◆ **Activities**
1. Please extract the part of the article on COVID-19 vaccination in northern Kosovo between "However, the situation" and "on Serbia's plans.", inclusive.
2. According to the article on vaccination in northern Kosovo, who did Aleksandar Vucic say would be the first to receive the vaccine?

The majority of the population in North Mitrovica, on the banks of the Ibar River, are Serbs, as is the case in northern Kosovo generally. For weeks, rumors have been swirling that unlike the majority Albanian parts of the country, a new coronavirus vaccination campaign is set to start here — one funded and coordinated by the Serbian government. But is it really true?
On the western outskirts of Mitrovica, a grumpy looking, black-clad security officer stands guard in front of a hospital. The Serbian flag flies above it. When we ask him if we can talk to somebody about the rumored vaccination scheme, he growls, "Nobody here is providing any information," then he calls for backup. A woman in a white lab coat also comes out and shouts at reporters: "There's nothing for you to see here. Go away"
New dispute between Belgrade and Pristina
As countries across Europe and the world scramble to acquire as many COVID-19 vaccine doses as possible, Kosovo, too, is preparing a vaccination campaign. The Health Ministry in Pristina previously announced the country's vaccination program would begin in February.
However, the situation seems to be different in the north, where Kosovar authorities have very little influence. Speaking at a military airbase near the Serbian capital Belgrade at the end of last year, President Aleksandar Vucic announced that his country would soon begin a vaccination campaign in neighboring northern Kosovo. He said the first to receive the vaccine would be elderly Serbs over 75, then everyone else. Leaders in Pristina have yet to be officially briefed on Serbia's plans.

◆ **Supplied material**

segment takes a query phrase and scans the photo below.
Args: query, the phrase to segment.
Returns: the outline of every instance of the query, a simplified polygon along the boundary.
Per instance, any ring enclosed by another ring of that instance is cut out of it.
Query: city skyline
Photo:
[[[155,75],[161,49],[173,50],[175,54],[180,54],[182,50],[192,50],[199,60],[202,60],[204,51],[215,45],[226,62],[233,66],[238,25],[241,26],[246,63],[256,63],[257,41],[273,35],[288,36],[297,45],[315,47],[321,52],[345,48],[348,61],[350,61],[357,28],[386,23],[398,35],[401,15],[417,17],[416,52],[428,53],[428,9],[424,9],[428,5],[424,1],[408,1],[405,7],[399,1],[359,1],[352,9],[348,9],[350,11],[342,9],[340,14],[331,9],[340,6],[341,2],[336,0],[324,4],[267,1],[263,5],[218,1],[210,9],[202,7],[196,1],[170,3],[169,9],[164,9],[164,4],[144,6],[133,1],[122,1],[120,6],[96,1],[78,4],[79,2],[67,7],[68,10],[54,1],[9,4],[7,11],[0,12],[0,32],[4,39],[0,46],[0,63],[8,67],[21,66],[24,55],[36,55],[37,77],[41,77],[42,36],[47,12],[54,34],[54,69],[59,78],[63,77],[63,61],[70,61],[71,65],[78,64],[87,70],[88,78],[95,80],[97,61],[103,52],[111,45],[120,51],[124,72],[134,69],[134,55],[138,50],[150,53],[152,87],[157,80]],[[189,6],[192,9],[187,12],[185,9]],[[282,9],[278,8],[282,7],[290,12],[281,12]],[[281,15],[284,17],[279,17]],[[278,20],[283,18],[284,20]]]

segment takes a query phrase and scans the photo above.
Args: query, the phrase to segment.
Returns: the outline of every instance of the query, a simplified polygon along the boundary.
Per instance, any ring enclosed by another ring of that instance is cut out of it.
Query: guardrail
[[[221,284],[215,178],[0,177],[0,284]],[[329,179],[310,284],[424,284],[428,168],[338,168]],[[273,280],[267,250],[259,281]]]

◆ **Answers provided**
1.
However, the situation seems to be different in the north, where Kosovar authorities have very little influence. Speaking at a military airbase near the Serbian capital Belgrade at the end of last year, President Aleksandar Vucic announced that his country would soon begin a vaccination campaign in neighboring northern Kosovo. He said the first to receive the vaccine would be elderly Serbs over 75, then everyone else. Leaders in Pristina have yet to be officially briefed on Serbia's plans.

2. Elderly Serbs over 75.